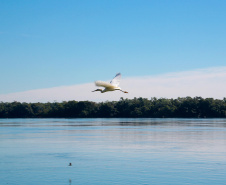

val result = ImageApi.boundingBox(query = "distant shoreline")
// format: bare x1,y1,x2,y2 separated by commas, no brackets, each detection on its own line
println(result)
0,97,226,118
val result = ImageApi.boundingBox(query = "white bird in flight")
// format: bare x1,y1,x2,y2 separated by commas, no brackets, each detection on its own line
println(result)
92,73,128,93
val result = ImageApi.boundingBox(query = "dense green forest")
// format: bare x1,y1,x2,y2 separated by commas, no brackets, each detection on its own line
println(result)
0,97,226,118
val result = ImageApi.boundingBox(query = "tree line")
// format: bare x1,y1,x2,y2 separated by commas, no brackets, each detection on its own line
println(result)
0,97,226,118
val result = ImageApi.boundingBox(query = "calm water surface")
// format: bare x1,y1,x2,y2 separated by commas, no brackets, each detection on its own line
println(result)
0,119,226,185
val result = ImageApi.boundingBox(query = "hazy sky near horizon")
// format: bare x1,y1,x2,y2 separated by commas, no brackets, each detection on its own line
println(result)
0,0,226,101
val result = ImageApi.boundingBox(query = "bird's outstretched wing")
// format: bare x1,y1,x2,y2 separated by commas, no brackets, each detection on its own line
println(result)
95,81,113,88
110,73,121,87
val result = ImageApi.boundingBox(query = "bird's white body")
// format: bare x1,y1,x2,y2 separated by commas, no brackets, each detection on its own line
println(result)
93,73,128,93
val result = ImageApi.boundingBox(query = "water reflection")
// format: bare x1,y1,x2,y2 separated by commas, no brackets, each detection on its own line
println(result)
0,119,226,185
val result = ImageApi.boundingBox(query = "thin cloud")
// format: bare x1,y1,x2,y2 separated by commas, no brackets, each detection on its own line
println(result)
0,67,226,102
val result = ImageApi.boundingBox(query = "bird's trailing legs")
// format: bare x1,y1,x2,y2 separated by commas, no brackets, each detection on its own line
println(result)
92,89,103,92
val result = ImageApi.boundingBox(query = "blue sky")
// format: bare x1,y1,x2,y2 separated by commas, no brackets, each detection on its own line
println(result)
0,0,226,97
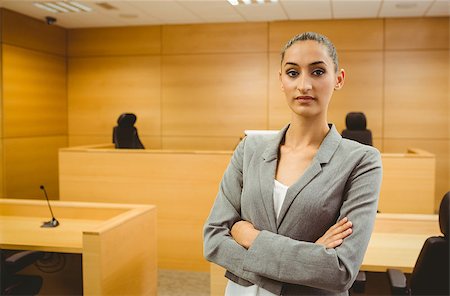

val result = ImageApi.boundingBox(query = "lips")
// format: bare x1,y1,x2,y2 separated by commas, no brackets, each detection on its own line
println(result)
295,96,314,102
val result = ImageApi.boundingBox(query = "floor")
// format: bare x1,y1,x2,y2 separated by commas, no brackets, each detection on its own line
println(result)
158,269,210,296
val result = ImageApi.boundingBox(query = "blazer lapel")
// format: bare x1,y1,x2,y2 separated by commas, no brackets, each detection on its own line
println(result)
272,125,342,229
259,125,289,232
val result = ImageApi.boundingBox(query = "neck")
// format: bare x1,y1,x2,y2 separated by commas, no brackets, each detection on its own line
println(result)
284,116,330,149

Given problem =>
Lay out every line of the data above as a numbered list, skipping blank lines. Leave the pictures out of your answer.

Answer to this problem =>
1. val result = ImageApi.boundingBox(query = "distant shoreline")
2. // format: bare x1,y1,x2,y2 separated by commas, no brackets, each detection on its own line
3. println(result)
4. 0,97,226,118
5. val result = ImageApi.boundingBox(query = "white bird in flight")
6. // format: bare x1,y1,x2,y2 separated by commas, no brackets, each detection on its own line
7. println(result)
8. 92,73,128,93
9. val result = ImageApi.boundingBox(query = "dense green forest")
10. // format: bare x1,y1,x2,y2 separated by commas, no brackets, each detection on its own line
11. println(result)
12. 0,97,226,118
13. val result = ImageApi.boundingBox(query = "tree line")
14. // format: bare x1,y1,x2,y2 separated by commas, no brackets, each detection on its own line
15. println(result)
16. 0,97,226,118
17. val result = ImageApi.boundingBox(query = "calm water surface")
18. // format: bare x1,y1,x2,y2 separated by commas, no brackets, each detection on its own line
19. println(result)
20. 0,119,226,185
21. val result = ImageApi.boundingBox(query = "hazy sky near horizon")
22. // format: bare x1,y1,x2,y2 separated by commas, no brackets, each detection on its own line
23. println(result)
24. 0,0,226,101
25. val result = ImageApi.boundingBox(query = "bird's outstretched wing")
26. // format: bare x1,y1,x2,y2 separated by commas, no brackets, each detection on its own line
27. println(result)
28. 95,81,113,88
29. 110,73,121,87
30. val result = ImageApi.boundingBox(query = "bird's white body")
31. // format: bare x1,y1,x2,y2 separated by commas, no brackets, each detection on its own line
32. println(result)
33. 93,73,128,93
34. val result = ImageApi.boundingBox(query = "water reflection")
35. // format: bare x1,y1,x2,y2 separated by commas, no brackets, each detection on its own line
36. println(result)
37. 0,119,226,185
38. val result = ImageApi.boundingBox(query = "thin cloud")
39. // format: bare x1,y1,x2,y2 separated by commas, no brackets, each detection on its own line
40. println(result)
41. 0,67,226,102
42. val result = ImageApi.boundingBox(query = "bird's trailing legs")
43. // format: bare x1,y1,x2,y2 separated by commas, no brackets, each detection on its own line
44. println(result)
45. 92,89,103,92
46. val result = ImageApi.boundingBox(query = "blue sky")
47. // format: bare x1,y1,x2,y2 separated by commas, no brackets, each detection on its own line
48. println(result)
49. 0,0,226,97
50. val result = ImageApi.boundingBox(query = "lips")
51. // format: bare x1,y1,x2,y2 separated by commas, no brackets, each detection on its own line
52. println(result)
53. 295,96,314,102
54. val result = ImageApi.boundingBox(query = "floor")
55. // format: bare x1,y1,x2,y2 separated by commas, no brackets, each detection on its own line
56. println(result)
57. 158,269,210,296
58. val result = ImageApi.boundingBox(query = "blazer lapel")
59. // format: bare x1,y1,x2,y2 separated by commas, no brackets, each detection on its own line
60. println(result)
61. 272,125,342,229
62. 259,125,289,232
63. val result = ImageApi.boundingBox(query = "neck")
64. // format: bare x1,y1,x2,y2 separated by commas, no brackets, each detection on its own line
65. println(result)
66. 284,116,330,149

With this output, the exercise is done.